**WHAT IS NEEDED:**
Gather every line in the records below that contains the string "Target", and list those lines in the order they appear.

Pointing and labeling entries:
------------------------

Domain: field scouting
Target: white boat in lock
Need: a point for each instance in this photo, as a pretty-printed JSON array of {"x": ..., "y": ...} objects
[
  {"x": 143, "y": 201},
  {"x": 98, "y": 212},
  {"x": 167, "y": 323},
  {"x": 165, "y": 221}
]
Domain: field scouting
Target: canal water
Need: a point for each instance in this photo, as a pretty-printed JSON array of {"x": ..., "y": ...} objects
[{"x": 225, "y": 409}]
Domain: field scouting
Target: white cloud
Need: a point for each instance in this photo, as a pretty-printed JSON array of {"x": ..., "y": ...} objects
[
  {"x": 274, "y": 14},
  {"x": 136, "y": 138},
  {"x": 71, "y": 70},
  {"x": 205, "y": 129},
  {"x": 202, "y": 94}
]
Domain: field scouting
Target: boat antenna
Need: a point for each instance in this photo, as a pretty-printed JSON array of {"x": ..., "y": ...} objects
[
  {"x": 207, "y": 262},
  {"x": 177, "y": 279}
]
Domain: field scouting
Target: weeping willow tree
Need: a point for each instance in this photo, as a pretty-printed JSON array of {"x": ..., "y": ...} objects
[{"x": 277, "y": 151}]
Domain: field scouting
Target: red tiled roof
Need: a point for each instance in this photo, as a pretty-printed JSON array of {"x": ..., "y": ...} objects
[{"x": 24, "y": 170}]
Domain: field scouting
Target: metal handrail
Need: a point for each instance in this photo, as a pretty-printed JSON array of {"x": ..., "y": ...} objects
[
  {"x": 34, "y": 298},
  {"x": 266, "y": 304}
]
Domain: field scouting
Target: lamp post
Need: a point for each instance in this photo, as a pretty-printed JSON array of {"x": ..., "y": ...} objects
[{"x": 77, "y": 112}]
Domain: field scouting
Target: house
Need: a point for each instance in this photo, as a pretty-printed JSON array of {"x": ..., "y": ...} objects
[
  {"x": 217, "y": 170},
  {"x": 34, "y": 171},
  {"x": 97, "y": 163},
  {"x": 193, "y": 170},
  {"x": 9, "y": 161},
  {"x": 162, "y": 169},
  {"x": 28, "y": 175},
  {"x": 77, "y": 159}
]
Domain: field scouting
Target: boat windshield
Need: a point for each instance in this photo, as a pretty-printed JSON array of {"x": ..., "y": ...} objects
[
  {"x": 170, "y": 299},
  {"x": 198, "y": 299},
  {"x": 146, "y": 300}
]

------------------------

**FULL SOLUTION:**
Target: white boat in lock
Target: canal water
Target: white cloud
Target: boat antenna
Target: weeping willow tree
Target: red tiled roof
Target: metal handrail
Target: lamp post
Target: house
Target: boat windshield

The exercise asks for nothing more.